▶ **Exercise task**
Copy the lines below verbatim, beginning with the line that includes "Pick out every instance of the rice" and continuing to the end; leave out everything before it.

— start Available records —

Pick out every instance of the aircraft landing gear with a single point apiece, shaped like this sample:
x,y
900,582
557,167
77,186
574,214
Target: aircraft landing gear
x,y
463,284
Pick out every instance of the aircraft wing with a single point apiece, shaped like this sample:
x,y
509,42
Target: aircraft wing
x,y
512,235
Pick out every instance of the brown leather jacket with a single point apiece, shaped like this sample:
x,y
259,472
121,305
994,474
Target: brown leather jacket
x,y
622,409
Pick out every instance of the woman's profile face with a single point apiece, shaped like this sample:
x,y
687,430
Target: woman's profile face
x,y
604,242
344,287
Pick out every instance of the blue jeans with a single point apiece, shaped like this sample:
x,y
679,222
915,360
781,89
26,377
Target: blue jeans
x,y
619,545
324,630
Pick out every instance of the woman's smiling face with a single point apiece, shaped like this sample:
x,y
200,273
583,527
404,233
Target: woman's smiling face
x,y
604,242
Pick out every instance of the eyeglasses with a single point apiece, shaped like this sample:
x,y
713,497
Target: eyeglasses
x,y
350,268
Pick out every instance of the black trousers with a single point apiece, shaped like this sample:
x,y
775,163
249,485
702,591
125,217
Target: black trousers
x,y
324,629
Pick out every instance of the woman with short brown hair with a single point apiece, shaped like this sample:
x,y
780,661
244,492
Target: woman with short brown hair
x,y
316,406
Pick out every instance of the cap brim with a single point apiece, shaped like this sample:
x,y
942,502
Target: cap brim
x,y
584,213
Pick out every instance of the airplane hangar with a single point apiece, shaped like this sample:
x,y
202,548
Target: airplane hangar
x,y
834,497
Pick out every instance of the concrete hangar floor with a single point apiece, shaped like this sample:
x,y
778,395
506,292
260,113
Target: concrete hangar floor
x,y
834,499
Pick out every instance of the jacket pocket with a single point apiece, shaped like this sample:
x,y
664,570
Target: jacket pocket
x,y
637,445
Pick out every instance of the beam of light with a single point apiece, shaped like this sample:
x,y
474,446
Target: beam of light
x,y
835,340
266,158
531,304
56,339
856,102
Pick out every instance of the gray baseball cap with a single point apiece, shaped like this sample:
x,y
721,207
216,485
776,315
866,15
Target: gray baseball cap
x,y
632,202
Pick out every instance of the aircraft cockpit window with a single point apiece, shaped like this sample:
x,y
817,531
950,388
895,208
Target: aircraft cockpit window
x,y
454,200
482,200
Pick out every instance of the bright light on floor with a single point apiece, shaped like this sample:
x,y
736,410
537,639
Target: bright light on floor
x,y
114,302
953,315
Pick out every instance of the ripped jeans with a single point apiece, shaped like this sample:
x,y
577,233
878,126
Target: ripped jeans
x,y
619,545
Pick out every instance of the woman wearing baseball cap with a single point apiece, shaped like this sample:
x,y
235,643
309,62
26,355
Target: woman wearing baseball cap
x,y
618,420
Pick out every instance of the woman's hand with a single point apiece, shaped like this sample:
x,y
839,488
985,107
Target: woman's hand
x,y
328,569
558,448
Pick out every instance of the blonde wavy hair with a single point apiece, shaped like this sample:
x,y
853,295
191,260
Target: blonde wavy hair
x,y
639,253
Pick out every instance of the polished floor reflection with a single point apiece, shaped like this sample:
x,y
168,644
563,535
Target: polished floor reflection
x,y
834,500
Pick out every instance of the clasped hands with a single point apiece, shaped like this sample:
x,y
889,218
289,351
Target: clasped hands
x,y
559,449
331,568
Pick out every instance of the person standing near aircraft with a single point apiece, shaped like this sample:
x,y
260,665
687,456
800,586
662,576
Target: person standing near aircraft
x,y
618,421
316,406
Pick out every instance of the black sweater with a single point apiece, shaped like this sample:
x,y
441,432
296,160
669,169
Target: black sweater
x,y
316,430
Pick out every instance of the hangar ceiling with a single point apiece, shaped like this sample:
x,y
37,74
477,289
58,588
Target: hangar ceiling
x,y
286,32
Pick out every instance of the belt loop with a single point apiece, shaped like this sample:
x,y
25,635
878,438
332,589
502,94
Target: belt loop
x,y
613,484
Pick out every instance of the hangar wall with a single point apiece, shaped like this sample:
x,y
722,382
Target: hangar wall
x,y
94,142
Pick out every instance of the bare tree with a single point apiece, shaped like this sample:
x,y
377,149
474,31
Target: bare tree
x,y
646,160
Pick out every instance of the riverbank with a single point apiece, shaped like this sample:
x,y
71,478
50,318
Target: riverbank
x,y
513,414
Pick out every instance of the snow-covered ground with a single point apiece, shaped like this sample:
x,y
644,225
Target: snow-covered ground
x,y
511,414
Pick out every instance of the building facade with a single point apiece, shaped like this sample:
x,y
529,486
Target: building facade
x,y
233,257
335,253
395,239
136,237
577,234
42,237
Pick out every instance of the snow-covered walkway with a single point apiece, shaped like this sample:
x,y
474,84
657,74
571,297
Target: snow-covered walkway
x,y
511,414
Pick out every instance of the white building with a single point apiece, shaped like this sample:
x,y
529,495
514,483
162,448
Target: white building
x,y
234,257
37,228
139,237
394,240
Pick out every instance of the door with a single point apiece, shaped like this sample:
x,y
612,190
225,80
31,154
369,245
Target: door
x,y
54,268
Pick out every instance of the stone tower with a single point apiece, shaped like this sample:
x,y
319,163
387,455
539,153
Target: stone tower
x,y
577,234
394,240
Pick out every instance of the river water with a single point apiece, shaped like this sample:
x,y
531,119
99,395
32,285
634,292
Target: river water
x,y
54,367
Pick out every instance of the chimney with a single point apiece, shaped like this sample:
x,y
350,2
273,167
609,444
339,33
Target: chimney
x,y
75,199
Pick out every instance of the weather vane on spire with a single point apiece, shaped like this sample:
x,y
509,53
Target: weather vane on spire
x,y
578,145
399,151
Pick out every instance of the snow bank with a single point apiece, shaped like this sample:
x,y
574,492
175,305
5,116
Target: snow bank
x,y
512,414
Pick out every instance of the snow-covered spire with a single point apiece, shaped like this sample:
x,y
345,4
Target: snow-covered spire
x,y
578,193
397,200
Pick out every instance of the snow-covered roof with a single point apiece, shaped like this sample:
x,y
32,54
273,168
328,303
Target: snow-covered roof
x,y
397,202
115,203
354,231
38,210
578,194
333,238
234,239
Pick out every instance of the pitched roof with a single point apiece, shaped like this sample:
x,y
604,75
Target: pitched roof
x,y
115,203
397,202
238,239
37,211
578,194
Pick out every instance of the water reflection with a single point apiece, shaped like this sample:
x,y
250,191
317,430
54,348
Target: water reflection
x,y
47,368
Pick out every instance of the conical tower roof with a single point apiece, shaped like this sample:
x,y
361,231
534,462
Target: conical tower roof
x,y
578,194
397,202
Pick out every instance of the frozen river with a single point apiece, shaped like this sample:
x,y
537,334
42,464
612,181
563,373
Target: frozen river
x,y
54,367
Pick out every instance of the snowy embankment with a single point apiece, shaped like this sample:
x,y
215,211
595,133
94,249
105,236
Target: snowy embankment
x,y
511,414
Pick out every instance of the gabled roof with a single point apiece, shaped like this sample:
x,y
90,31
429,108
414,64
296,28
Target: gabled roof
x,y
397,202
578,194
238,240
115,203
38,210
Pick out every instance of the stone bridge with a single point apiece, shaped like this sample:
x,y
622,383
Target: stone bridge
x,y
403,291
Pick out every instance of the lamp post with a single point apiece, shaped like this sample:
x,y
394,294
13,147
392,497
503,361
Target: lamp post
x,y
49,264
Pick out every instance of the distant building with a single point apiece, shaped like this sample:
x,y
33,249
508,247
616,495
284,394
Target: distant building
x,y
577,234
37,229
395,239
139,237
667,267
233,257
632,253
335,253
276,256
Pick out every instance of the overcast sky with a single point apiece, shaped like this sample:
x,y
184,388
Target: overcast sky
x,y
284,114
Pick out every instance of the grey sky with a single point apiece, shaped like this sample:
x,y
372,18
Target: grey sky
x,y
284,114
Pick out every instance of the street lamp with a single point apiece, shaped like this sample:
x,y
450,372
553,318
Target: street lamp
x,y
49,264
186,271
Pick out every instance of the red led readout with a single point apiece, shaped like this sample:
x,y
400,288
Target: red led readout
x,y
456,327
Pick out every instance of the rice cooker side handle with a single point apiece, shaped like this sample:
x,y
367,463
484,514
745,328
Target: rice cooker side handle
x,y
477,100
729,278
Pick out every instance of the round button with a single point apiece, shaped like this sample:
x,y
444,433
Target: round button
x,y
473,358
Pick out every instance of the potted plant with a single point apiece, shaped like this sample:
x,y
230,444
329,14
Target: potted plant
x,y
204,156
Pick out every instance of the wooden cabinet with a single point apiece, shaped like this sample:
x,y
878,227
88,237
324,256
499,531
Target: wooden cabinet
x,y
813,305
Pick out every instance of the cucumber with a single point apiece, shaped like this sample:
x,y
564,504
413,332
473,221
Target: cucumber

— end Available records —

▶ **Reply**
Pick out every instance of the rice cooker side handle with a single point apiece, shaped like this sample:
x,y
367,463
484,514
745,328
Target: rice cooker side handle
x,y
477,100
729,278
Pick out every instance of the round button with a single point apiece, shaped like this sample:
x,y
444,433
Target: round button
x,y
473,358
Pick out every instance of the potted plant with a single point apiece, shaped like this sample:
x,y
230,444
329,14
Target: potted plant
x,y
204,156
Pick out every instance of the wooden cabinet with a single point apiece, shaped like this sample:
x,y
878,227
88,237
324,256
499,531
Target: wooden cabinet
x,y
813,305
Pick out every instance of the cucumber with a single point apiece, shaped like this sample:
x,y
564,504
413,332
473,221
Target: cucumber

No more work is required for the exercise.